# [Stored data]
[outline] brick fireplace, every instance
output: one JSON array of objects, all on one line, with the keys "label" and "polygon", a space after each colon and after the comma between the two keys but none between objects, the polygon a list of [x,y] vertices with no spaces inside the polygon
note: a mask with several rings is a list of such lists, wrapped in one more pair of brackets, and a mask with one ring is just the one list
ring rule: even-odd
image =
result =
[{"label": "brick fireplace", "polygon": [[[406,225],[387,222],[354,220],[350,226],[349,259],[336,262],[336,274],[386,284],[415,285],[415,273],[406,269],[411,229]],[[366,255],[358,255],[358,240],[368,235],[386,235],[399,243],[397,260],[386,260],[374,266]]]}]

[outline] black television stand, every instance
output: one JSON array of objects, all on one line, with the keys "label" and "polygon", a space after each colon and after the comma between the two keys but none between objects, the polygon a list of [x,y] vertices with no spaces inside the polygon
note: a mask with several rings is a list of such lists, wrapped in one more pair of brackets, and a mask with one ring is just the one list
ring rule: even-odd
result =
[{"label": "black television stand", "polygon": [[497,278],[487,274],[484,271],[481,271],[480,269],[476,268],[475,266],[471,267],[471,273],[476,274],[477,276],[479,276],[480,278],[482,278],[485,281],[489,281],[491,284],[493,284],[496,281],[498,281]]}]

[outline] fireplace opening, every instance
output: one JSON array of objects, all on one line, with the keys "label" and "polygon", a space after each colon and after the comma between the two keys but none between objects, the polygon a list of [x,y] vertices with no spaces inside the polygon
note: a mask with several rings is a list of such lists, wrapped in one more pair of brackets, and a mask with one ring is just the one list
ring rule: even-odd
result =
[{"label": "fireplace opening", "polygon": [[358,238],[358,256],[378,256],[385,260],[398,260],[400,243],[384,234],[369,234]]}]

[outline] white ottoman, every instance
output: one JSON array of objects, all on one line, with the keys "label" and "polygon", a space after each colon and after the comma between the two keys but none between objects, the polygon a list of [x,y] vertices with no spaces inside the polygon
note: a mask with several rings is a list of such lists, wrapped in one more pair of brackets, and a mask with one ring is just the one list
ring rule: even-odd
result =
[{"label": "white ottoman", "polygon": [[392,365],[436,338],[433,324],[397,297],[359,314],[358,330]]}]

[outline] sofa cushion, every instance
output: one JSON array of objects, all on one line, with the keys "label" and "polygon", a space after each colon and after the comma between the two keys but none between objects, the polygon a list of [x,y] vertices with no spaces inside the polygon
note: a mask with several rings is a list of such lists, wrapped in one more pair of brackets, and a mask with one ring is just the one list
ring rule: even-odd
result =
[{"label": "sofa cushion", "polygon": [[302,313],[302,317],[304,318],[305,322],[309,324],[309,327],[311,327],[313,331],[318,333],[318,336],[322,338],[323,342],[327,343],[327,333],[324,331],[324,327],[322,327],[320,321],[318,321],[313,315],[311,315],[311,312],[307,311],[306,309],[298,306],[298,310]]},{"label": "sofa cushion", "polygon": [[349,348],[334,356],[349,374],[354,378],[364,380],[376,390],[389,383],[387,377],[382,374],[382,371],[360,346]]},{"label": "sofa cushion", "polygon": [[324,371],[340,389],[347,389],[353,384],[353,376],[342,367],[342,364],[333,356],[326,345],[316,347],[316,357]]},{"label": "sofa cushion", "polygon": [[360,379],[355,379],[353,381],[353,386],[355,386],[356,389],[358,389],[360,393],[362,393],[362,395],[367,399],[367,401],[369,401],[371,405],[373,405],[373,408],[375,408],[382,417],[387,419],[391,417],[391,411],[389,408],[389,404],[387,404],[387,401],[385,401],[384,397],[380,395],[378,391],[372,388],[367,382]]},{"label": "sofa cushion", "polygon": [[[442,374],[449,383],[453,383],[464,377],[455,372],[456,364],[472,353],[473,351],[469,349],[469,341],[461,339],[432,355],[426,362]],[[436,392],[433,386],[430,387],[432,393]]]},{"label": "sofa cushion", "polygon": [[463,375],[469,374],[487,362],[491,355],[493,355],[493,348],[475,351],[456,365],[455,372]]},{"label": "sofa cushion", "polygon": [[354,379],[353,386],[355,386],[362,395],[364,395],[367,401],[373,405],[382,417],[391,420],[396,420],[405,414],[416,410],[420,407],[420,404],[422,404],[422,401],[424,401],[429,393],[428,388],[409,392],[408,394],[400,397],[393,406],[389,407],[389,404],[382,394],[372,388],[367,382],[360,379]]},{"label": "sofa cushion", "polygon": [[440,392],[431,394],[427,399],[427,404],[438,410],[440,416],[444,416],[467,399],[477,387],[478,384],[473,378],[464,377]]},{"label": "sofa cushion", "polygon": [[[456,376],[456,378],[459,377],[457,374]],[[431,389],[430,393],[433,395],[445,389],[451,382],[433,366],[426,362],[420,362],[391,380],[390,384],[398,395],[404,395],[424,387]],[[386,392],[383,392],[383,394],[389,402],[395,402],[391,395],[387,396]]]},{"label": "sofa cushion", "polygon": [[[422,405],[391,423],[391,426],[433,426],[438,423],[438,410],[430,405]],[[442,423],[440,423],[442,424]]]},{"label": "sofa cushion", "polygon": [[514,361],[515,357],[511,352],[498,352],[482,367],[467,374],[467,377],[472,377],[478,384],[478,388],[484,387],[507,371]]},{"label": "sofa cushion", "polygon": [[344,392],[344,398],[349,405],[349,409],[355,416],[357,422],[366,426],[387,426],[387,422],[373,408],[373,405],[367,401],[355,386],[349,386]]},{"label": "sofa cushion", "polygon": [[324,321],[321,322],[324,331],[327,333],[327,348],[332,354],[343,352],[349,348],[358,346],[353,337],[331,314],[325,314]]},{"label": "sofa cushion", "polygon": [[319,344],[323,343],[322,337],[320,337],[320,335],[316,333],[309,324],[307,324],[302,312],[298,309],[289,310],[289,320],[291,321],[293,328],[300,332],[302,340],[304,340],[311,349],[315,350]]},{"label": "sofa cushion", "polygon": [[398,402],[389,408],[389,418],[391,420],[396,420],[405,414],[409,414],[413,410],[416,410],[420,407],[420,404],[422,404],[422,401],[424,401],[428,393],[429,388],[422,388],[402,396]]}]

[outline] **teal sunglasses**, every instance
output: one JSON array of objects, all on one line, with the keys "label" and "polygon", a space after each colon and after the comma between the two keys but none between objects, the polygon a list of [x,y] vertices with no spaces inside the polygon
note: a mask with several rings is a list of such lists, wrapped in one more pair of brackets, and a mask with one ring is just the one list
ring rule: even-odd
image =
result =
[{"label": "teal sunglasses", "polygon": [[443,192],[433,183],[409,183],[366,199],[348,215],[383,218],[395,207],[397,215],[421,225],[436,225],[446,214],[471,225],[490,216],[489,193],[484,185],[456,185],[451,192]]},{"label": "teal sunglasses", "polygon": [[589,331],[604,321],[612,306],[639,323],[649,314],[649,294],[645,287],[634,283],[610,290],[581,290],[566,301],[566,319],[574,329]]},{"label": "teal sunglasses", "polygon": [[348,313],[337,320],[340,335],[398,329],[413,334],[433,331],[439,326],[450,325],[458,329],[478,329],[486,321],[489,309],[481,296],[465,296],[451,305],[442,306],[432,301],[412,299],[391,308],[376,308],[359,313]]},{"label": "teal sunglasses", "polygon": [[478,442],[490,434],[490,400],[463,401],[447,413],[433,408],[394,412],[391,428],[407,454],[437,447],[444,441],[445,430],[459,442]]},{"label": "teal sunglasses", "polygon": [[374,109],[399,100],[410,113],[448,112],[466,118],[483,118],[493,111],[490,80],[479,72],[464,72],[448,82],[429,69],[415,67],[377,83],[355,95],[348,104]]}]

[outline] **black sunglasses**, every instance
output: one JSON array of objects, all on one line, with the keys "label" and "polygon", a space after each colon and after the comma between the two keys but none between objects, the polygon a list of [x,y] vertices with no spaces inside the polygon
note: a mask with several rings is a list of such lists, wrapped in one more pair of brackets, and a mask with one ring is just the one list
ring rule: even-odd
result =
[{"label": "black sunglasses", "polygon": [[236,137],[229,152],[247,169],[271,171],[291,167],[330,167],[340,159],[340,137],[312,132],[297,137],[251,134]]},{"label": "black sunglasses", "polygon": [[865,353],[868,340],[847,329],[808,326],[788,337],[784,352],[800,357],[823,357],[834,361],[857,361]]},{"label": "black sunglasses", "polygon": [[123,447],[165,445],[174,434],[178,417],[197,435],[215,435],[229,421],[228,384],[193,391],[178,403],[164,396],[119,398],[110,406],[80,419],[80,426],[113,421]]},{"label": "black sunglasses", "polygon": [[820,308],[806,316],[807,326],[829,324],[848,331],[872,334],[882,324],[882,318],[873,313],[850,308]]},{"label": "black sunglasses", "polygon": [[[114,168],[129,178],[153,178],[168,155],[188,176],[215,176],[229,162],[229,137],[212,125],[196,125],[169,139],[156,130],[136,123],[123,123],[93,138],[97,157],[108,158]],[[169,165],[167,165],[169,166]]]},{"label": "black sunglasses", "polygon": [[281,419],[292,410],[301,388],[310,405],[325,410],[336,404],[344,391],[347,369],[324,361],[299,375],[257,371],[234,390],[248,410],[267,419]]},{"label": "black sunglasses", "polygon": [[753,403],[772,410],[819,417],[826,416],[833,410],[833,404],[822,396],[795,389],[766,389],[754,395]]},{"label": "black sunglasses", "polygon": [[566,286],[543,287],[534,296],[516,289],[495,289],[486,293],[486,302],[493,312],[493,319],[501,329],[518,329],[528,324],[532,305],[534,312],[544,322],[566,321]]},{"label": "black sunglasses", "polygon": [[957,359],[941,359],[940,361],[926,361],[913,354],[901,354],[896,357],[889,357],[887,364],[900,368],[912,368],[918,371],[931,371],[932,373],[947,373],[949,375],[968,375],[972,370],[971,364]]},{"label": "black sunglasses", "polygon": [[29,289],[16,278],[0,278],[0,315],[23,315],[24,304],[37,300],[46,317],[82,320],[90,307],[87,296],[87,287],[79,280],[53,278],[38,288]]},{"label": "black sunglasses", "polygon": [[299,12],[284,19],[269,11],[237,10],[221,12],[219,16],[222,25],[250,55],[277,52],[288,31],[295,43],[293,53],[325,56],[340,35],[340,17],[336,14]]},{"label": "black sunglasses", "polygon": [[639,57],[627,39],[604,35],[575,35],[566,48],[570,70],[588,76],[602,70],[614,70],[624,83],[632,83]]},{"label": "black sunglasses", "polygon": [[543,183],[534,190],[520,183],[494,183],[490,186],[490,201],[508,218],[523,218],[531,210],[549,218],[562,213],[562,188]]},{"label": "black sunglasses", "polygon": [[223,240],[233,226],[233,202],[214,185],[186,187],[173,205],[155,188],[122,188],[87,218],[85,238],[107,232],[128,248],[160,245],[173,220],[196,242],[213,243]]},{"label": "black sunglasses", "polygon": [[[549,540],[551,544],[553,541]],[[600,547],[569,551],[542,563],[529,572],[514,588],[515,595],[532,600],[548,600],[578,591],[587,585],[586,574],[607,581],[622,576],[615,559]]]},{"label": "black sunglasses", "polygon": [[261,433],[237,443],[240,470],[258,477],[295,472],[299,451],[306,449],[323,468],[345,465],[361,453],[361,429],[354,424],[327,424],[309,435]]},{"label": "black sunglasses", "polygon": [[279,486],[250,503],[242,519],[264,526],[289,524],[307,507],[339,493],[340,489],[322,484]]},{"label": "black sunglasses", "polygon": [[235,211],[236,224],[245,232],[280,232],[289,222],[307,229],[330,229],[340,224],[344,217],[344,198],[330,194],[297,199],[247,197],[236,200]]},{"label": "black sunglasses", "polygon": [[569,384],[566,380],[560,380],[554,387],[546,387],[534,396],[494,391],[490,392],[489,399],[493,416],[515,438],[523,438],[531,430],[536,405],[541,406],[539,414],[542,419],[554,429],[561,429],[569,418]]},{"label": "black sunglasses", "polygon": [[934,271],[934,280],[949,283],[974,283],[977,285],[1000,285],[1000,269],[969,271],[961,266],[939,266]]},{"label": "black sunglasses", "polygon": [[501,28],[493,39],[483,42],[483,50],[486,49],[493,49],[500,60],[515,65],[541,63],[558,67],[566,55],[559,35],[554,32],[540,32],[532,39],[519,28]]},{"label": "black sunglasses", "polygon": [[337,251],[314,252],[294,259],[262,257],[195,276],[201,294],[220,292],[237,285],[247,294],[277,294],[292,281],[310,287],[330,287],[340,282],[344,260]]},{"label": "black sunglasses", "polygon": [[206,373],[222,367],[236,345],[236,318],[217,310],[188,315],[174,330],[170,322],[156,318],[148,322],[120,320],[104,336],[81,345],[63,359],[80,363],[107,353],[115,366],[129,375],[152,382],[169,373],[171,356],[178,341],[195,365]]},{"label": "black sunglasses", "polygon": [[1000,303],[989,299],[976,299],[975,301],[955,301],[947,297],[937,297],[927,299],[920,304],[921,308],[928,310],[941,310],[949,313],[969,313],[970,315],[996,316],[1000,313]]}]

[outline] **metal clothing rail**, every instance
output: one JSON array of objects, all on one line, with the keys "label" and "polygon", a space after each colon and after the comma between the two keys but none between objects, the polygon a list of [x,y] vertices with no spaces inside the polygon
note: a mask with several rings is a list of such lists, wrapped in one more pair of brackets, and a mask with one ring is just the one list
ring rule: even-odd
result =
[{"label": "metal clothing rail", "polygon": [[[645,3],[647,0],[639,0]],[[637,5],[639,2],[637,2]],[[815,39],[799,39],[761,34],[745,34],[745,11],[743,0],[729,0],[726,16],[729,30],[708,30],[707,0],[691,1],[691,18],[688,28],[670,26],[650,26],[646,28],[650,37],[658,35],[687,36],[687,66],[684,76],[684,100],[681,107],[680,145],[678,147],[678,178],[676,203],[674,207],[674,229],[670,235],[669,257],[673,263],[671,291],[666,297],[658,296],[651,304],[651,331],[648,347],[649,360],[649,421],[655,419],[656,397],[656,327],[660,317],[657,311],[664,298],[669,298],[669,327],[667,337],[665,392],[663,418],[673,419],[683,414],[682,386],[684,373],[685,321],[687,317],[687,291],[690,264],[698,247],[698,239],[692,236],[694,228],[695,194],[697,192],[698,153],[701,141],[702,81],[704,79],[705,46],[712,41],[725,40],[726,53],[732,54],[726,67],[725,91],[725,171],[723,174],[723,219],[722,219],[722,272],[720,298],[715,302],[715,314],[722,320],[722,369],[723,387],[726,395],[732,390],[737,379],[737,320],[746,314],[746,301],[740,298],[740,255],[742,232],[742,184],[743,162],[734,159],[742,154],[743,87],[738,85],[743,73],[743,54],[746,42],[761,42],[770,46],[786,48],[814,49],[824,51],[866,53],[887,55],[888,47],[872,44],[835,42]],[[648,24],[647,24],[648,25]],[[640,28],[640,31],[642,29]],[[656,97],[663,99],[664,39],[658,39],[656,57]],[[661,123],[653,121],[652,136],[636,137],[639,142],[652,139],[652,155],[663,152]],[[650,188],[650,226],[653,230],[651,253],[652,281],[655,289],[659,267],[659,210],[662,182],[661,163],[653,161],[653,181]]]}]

# [Aim of the exercise]
Filter the data for the string "instance". Copy each matching line.

# [Problem solution]
[outline] brick fireplace, every instance
[outline] black television stand, every instance
[outline] fireplace opening, every instance
[outline] white ottoman, every instance
[outline] sofa cushion, every instance
[outline] **teal sunglasses**, every instance
[outline] **black sunglasses**, every instance
[outline] **metal clothing rail**, every instance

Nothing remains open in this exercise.